_Records:_
_____
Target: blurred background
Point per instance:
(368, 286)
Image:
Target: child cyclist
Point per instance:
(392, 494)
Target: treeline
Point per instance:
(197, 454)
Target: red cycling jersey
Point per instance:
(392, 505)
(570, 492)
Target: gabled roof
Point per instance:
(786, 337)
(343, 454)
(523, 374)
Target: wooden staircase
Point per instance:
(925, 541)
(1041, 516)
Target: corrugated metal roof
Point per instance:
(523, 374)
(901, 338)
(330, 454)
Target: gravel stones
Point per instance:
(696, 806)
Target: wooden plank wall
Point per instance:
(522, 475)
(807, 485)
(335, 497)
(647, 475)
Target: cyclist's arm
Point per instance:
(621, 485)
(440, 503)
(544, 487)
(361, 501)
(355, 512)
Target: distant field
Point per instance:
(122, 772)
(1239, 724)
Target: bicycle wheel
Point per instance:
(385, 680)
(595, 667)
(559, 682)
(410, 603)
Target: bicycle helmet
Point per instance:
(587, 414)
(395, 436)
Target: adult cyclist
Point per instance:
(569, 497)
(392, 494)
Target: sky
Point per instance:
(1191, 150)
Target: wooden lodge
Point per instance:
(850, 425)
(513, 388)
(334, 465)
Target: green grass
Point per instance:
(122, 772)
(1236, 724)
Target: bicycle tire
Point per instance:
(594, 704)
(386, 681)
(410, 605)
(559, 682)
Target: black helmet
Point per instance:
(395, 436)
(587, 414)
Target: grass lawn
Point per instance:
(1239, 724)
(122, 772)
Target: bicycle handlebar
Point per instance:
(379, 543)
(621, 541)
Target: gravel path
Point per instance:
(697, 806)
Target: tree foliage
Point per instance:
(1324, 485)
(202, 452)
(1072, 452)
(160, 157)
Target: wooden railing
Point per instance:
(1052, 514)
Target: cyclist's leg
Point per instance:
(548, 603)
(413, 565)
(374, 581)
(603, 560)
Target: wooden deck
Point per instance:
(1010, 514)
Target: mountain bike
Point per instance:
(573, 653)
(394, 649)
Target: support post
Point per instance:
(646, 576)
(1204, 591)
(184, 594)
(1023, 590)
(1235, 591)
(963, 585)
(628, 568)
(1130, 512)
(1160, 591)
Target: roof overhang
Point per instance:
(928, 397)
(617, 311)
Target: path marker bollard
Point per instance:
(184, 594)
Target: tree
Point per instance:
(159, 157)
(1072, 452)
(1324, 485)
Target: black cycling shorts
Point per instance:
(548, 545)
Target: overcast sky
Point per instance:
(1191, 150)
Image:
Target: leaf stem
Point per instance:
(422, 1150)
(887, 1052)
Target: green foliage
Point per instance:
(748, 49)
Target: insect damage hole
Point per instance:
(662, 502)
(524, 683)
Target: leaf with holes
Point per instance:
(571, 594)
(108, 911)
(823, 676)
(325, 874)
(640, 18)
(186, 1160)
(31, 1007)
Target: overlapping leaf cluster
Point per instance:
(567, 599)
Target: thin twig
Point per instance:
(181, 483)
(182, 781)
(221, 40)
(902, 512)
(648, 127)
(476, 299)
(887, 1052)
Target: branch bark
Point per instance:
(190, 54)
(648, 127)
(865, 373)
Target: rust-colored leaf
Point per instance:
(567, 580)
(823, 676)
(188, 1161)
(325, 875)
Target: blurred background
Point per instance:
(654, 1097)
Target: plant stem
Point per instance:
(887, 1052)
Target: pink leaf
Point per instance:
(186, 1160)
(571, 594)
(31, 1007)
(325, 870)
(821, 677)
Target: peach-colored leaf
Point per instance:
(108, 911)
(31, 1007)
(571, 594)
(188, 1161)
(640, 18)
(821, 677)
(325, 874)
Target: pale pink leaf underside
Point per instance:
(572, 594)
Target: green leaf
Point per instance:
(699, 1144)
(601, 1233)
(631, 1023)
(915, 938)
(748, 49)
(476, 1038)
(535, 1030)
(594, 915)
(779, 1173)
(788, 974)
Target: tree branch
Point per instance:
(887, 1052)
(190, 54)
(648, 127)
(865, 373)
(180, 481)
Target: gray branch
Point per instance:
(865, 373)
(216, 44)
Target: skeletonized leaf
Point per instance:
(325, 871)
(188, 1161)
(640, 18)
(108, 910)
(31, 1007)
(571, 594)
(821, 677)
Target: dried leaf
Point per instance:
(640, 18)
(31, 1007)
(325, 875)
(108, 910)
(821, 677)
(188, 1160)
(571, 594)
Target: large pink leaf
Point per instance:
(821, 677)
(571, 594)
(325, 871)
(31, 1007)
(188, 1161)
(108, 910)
_____
_Your task:_
Go back through all of the records above and swap every "Point per instance" for "Points", keeping everything else the same.

_Result for this task:_
Target: blurred background
Points:
(368, 286)
Image:
Target: child cyclist
Points:
(392, 494)
Target: treeline
Points:
(197, 454)
Target: red cycling jersey
Points:
(392, 505)
(570, 492)
Target: gabled roof
Points:
(786, 337)
(343, 454)
(523, 374)
Target: wooden staircase
Points:
(925, 541)
(1041, 516)
Target: corrugated metal roof
Points:
(523, 374)
(901, 338)
(330, 454)
Target: gravel stones
Points:
(696, 806)
Target: wooden plank wall
Points:
(522, 475)
(807, 485)
(335, 497)
(647, 475)
Target: cyclist's arm
Points:
(621, 485)
(440, 503)
(544, 487)
(361, 501)
(355, 512)
Target: distant field
Points:
(122, 772)
(1239, 724)
Target: bicycle wheel
Points:
(385, 680)
(595, 667)
(559, 682)
(410, 603)
Target: bicycle helmet
Points:
(587, 414)
(395, 436)
Target: adult cyclist
Points:
(569, 497)
(392, 494)
Target: sky
Points:
(1191, 150)
Target: wooden lodge
Points:
(850, 425)
(513, 388)
(334, 465)
Target: green grass
Points:
(122, 772)
(1236, 724)
Target: bicycle tire
Points:
(594, 704)
(386, 681)
(410, 605)
(559, 682)
Target: black helmet
Points:
(395, 436)
(587, 414)
Target: grass lawn
Points:
(1239, 724)
(122, 772)
Target: bicycle handlebar
Points:
(379, 543)
(621, 541)
Target: gravel path
Points:
(697, 806)
Target: tree foliage
Points:
(1324, 485)
(202, 452)
(1072, 452)
(160, 157)
Target: wooden railing
Points:
(1052, 514)
Target: cyclist's leg
Points:
(548, 603)
(413, 565)
(374, 581)
(603, 560)
Target: wooden deck
Points:
(1010, 514)
Target: mountain bike
Points:
(573, 653)
(394, 649)
Target: support post
Points:
(646, 576)
(1204, 591)
(184, 594)
(1023, 590)
(1235, 591)
(963, 585)
(628, 568)
(1130, 512)
(1160, 591)
Target: roof overhang
Points:
(928, 397)
(617, 311)
Target: path marker bollard
Points:
(184, 594)
Target: tree
Points:
(159, 157)
(1072, 452)
(1324, 485)
Target: black cycling shorts
Points:
(548, 545)
Target: overcast sky
Points:
(1191, 150)
Image:
Target: leaf stem
Points:
(422, 1150)
(887, 1052)
Target: green foliage
Points:
(748, 49)
Target: insect damage hole
Points:
(662, 502)
(524, 683)
Target: leaf with holes
Points:
(571, 594)
(108, 911)
(823, 676)
(325, 874)
(640, 18)
(186, 1160)
(31, 1007)
Target: overlapping leaf cluster
Points:
(567, 599)
Target: thin twig
Points:
(181, 483)
(182, 781)
(221, 40)
(902, 512)
(648, 127)
(476, 299)
(887, 1052)
Target: branch bark
Points:
(190, 54)
(648, 127)
(865, 373)
Target: rust-colored leaf
Points:
(567, 580)
(823, 676)
(188, 1161)
(325, 875)
Target: blurred background
Points:
(654, 1097)
Target: plant stem
Points:
(887, 1052)
Target: pink leaf
Points:
(186, 1160)
(571, 594)
(31, 1007)
(325, 870)
(821, 677)
Target: peach-colored leaf
Points:
(108, 911)
(31, 1007)
(571, 594)
(188, 1161)
(640, 18)
(821, 677)
(325, 874)
Target: pale pink leaf underside
Points:
(572, 594)
Target: green leaf
Points:
(699, 1144)
(601, 1233)
(631, 1023)
(915, 938)
(748, 49)
(476, 1038)
(535, 1030)
(594, 915)
(779, 1173)
(788, 974)
Target: tree branch
Points:
(887, 1052)
(190, 54)
(648, 127)
(865, 373)
(180, 481)
Target: gray branch
Points:
(865, 373)
(216, 44)
Target: skeletonized leaf
Points:
(325, 871)
(188, 1161)
(640, 18)
(108, 910)
(31, 1007)
(571, 594)
(821, 677)
Target: dried leaf
Points:
(640, 18)
(31, 1007)
(325, 875)
(108, 910)
(821, 677)
(188, 1160)
(571, 594)
Target: large pink leaf
Points:
(821, 677)
(571, 594)
(325, 871)
(31, 1007)
(188, 1161)
(108, 910)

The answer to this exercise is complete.